INSTRUCCIONES:
1. Responde estas preguntas a partir del texto de lectura:
(a) ¿Durante qué décadas las luchas contra la segregación racial se cobraron muchas vidas?
(b) ¿En qué año pudieron los afroamericanos ejercer el derecho al voto?
(c) ¿Qué activista por los derechos civiles se nombra en primer lugar?
2. Actualiza el pasaje del texto de lectura que va desde "Los afrodescendientes fueron" hasta "otros, quedó frustrada.", sustituyendo "perseguidos" por "hostigados".

TEXTO DE LECTURA:
Los afrodescendientes fueron perseguidos, asesinados, sus casas quemadas, y su dignidad negada sistemática e impunemente. Durante los años cincuenta y sesenta las luchas contra la segregación racial se cobraron muchas vidas. Recién en 1965, cuando fue aprobada la Voting Rigth Act, los afroamericanos pudieron ejercer el derecho al voto. Desde aquel año la revolución que incubaron los activistas por los derechos civiles Rosa Parks, Martin Luther King, Malcolm X y tantos otros, quedó frustrada.

DATOS SIN PROCESAR:
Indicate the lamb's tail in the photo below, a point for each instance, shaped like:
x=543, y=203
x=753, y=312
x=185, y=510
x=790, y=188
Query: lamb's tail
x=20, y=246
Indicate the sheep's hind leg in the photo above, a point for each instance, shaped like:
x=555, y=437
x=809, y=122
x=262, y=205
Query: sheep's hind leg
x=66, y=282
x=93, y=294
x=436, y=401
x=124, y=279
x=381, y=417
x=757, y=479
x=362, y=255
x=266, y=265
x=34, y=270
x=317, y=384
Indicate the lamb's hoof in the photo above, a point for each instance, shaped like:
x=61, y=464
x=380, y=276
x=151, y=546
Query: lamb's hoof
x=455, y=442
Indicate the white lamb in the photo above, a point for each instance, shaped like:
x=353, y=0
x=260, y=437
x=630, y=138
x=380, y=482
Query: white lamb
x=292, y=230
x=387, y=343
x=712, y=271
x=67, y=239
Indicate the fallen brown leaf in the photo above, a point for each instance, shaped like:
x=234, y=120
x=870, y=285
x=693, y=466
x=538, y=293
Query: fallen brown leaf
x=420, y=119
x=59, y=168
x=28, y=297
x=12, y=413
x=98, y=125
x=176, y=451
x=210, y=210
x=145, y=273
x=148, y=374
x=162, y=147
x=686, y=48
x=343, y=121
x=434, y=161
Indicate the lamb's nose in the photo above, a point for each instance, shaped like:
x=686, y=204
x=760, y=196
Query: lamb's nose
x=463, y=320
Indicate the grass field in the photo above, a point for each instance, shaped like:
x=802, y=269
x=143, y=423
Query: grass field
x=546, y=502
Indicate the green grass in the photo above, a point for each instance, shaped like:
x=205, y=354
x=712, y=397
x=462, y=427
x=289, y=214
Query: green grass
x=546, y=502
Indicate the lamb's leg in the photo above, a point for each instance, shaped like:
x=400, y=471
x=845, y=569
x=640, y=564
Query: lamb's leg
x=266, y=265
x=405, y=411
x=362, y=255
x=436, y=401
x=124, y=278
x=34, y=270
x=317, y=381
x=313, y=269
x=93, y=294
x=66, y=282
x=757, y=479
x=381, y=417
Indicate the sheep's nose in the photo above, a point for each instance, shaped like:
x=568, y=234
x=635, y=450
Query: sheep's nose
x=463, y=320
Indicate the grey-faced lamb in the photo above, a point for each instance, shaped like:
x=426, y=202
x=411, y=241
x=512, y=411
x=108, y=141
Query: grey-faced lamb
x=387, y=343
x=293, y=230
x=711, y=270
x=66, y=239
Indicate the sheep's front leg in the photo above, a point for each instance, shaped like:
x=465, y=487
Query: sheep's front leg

SOLUCIONES:
1.
(a) Durante los años cincuenta y sesenta.
(b) En 1965.
(c) Rosa Parks.

2.
Los afrodescendientes fueron hostigados, asesinados, sus casas quemadas, y su dignidad negada sistemática e impunemente. Durante los años cincuenta y sesenta las luchas contra la segregación racial se cobraron muchas vidas. Recién en 1965, cuando fue aprobada la Voting Rigth Act, los afroamericanos pudieron ejercer el derecho al voto. Desde aquel año la revolución que incubaron los activistas por los derechos civiles Rosa Parks, Martin Luther King, Malcolm X y tantos otros, quedó frustrada.